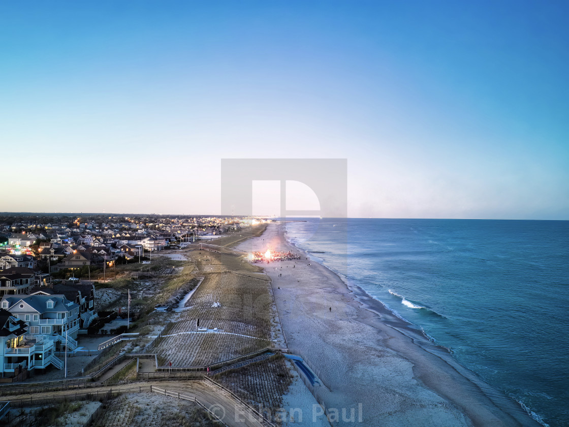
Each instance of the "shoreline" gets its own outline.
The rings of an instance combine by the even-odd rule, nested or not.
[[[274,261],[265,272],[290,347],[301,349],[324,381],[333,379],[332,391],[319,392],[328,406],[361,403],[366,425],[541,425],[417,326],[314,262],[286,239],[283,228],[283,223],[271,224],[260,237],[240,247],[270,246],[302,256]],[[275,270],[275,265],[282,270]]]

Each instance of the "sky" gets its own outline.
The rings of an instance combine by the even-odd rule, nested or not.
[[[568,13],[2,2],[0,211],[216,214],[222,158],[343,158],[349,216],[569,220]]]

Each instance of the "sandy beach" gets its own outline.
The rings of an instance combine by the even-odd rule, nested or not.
--
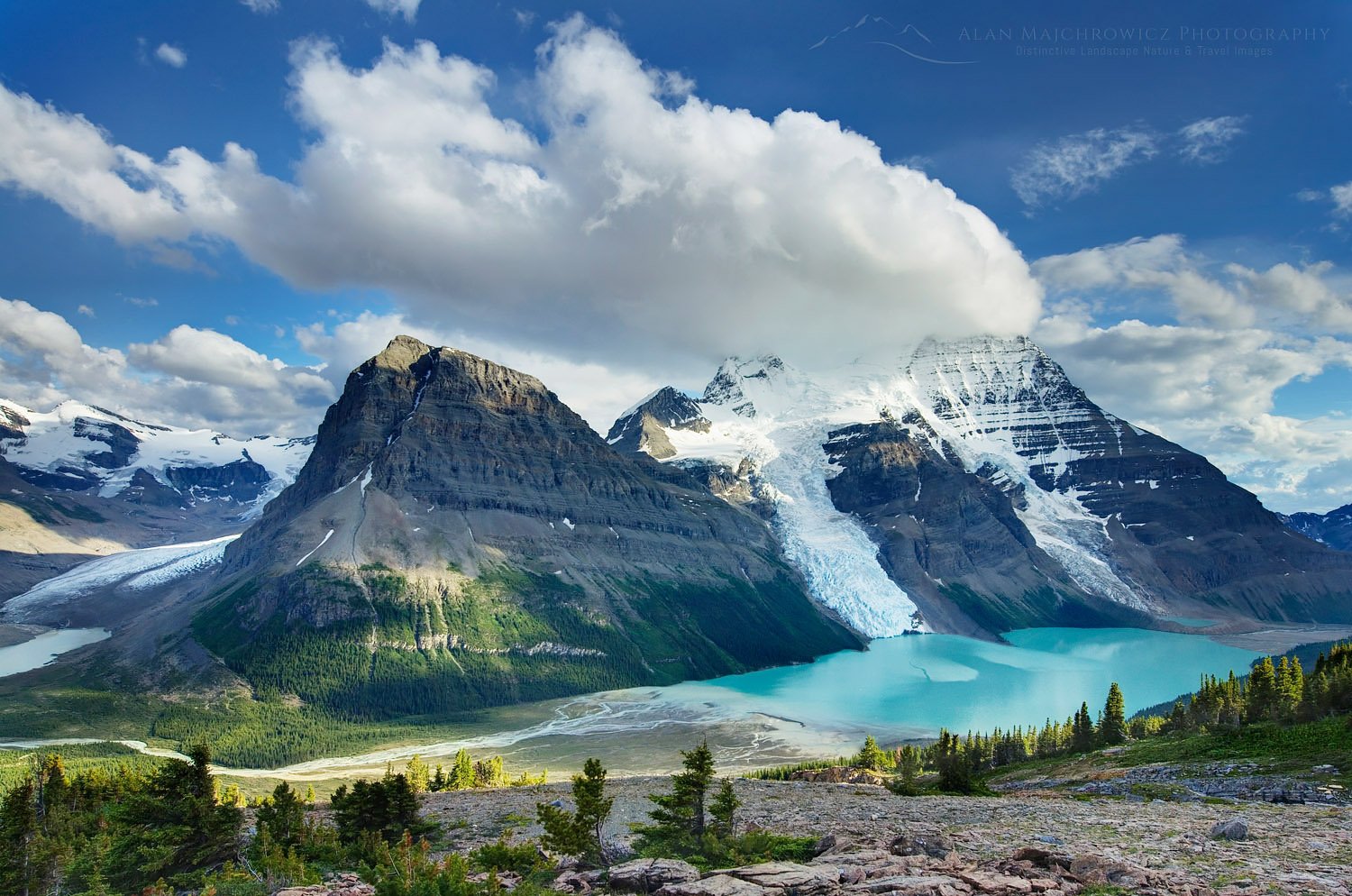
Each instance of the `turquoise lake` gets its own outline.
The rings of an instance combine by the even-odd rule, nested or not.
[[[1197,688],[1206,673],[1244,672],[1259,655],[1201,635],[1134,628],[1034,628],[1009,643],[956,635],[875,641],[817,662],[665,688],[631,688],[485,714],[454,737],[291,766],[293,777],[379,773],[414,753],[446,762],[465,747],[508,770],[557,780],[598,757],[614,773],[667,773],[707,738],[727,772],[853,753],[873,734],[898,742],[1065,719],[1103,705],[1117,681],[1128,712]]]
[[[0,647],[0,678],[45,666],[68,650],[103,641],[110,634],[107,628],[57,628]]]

# Directions
Select every line of the records that contains the word "gets" and copy those lines. Case counts.

# Solution to the problem
Each instance of the "shoreline" gets its own outline.
Each instance of the "sky" gets its own outline.
Each instance of the "sandy beach" gets its own outline.
Each instance of the `turquoise lake` gets its own outline.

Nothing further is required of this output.